━━━ TEXTO DE ORIGEN ━━━

Sin embargo, en nuestro caminar por la vida, cuánta cruz hemos dejado caer de nuestros hombros sobre los hombros del otro. Hemos entendido nuestro amor más como el egoísmo de ser servidores que el de ponernos el uno al servicio del otro. Imponemos al otro que nos aguante, que nos acepte. Pero qué difícil nos resulta cada día soportar al otro en sus debilidades, en sus caprichos, en sus flaquezas.

Amar es compartir con el otro. Compartir sus alegrías y sus penas. Resulta fácil compartir los momentos de fiesta en la vida. No aguantamos sus malos momentos, sus días difíciles, sus estados de ánimo. Nos es más cómodo dejar al otro caminar a solas con sus propias penas a que nos fastidie con sus quejas, sus lamentos. A veces, ni siquiera nos dicen nada sus lágrimas.

Nuestra paternidad debiera ser la fiesta de la vida del amor. Sin embargo, hoy, los hijos nos resultan una carga demasiado pesada. Coartan nuestra libertad. Impiden nuestra comodidad. Dificultan nuestros proyectos de felicidad. Preferimos el camino fácil de la infecundidad de nuestro amor.

Como hijos buscamos la libertad. La obediencia nos resulta incómoda y fastidiosa. Preferimos nuestra autonomía. Nuestra independencia, a la expresión filial de nuestro reconocimiento al amor de nuestros padres a través de la obediencia.

Señor: que como esposos no nos carguemos mutuamente con esas pequeñas-grandes cruces de cada día, sino más bien, que el uno encuentre siempre en el otro al compañero con quien compartir el peso de nuestras penas y dolores.

Señor: que como padres, sepamos llevar gozosos la cruz que significa el dolor de engendrar, hacer crecer y madurar humana y cristianamente a nuestros hijos.

Señor: que como hijos, sepamos aceptar las exigencias de nuestros padres, su modo distinto de pensar, su manera diferente de ver las cosas y que en sus momentos de dolor podamos ayudarles a describir el gozo de su paternidad.


III Estación

El amor levanta a los que han caído.

Caer es la ley de gravedad de las cosas. Y caer también es la ley de gravedad de la debilidad humana. Solo que las cosas caen y no se levantan. Hay que levantarlas. Mientras que el hombre tiene capacidad de caer, levantarse y ayudar a que otros caídos como él puedan también volver a erguirse en la vida.

Por eso, tu primera caída, Señor, la veo tan humana que en ella puedo descubrir nuestras diarias caídas, fruto de nuestras diarias flaquezas. Tú no sólo te levantas, nos enseñas también a levantarnos. Y cuando nuestras fuerzas ya no dan para más, Tú mismo te haces fortaleza nuestra para ponernos en pie de caminar otra vez.

━━━ DATOS MOSTRADOS ━━━

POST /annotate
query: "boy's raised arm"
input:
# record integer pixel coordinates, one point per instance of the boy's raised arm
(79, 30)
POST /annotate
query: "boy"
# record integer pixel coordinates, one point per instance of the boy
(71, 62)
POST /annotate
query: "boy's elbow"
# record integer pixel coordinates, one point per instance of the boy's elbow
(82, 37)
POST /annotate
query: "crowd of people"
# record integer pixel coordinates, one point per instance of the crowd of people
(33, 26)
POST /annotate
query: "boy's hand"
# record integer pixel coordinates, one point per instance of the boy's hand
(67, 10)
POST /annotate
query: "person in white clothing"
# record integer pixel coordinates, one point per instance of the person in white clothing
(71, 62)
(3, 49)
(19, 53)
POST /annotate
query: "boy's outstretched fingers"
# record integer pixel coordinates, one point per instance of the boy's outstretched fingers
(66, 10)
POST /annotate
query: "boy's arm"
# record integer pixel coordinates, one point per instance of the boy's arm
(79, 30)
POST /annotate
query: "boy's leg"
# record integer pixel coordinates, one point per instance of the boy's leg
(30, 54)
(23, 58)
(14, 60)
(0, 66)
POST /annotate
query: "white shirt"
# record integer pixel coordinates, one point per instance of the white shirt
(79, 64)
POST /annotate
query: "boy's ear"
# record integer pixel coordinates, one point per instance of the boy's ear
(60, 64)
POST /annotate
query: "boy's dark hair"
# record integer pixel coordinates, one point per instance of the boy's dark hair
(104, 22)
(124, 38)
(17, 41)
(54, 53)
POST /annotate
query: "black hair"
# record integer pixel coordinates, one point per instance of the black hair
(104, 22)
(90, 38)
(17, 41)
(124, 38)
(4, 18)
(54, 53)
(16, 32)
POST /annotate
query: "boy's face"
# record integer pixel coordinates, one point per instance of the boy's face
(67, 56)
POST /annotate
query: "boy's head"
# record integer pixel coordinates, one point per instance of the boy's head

━━━

§ **LISTA DE TAREAS**:
• A. Extrae de las entradas cada línea que contenga la palabra "crowd".
• B. Escribe lo que sigue de la meditación sobre la cruz y el amor, empezando después de su última oración.

§ **RESULTADOS ESPERADOS**:
• A.
query: "crowd of people"
# record integer pixel coordinates, one point per instance of the crowd of people

• B.
En la familia, Señor, se dan muchas caídas. Habíamos soñado con un amor limpio, un amor desinteresado, generoso, un amor a toda prueba. La vida nos está diciendo lo contrario. Ni es tan desinteresado ni tan generoso como creíamos. Caemos fácilmente en la tentación de sentirnos de nuevo solteros. La tentación de pensar que nuestro tiempo es de solteros, del que podemos disponer a nuestro antojo. De que nuestro dinero, nuestras cosas, siguen siendo como de solteros y que más que “nuestras” siguen siendo “mías”. Incluso, caemos en la fácil tentación de pensar que nuestro corazón sigue teniendo opciones y libertades de soltero.

Y caemos. Pero al caer nadie cae solo. En nuestra caída hacemos caer las ilusiones y las esperanzas del otro.

Pero, si al menos, cuando caemos encontrásemos a nuestro lado la generosidad del corazón del otro, nos sería más fácil levantarnos. Pero, cuántas veces, Señor, nuestra debilidad tropieza con el egoísmo, el orgullo, la vanidad, la dureza del otro, que en vez de tendernos su mano, hecha corazón, nos tiende su recriminación, la acusación y hasta la posible condena de un “ya no nos entendemos, “ Nos separamos”.

Señor: reconocemos que somos humanos y por eso mismo débiles. Danos capacidad de amarnos, como Tú nos amas, aun desde nuestras flaquezas.

Señor: que cuando alguno de nosotros tenga que besar el polvo de la humillación por haber sido infiel a las exigencias amorosas del otro, que el amor de éste sea tan fuerte que nos levante y ponga en pie.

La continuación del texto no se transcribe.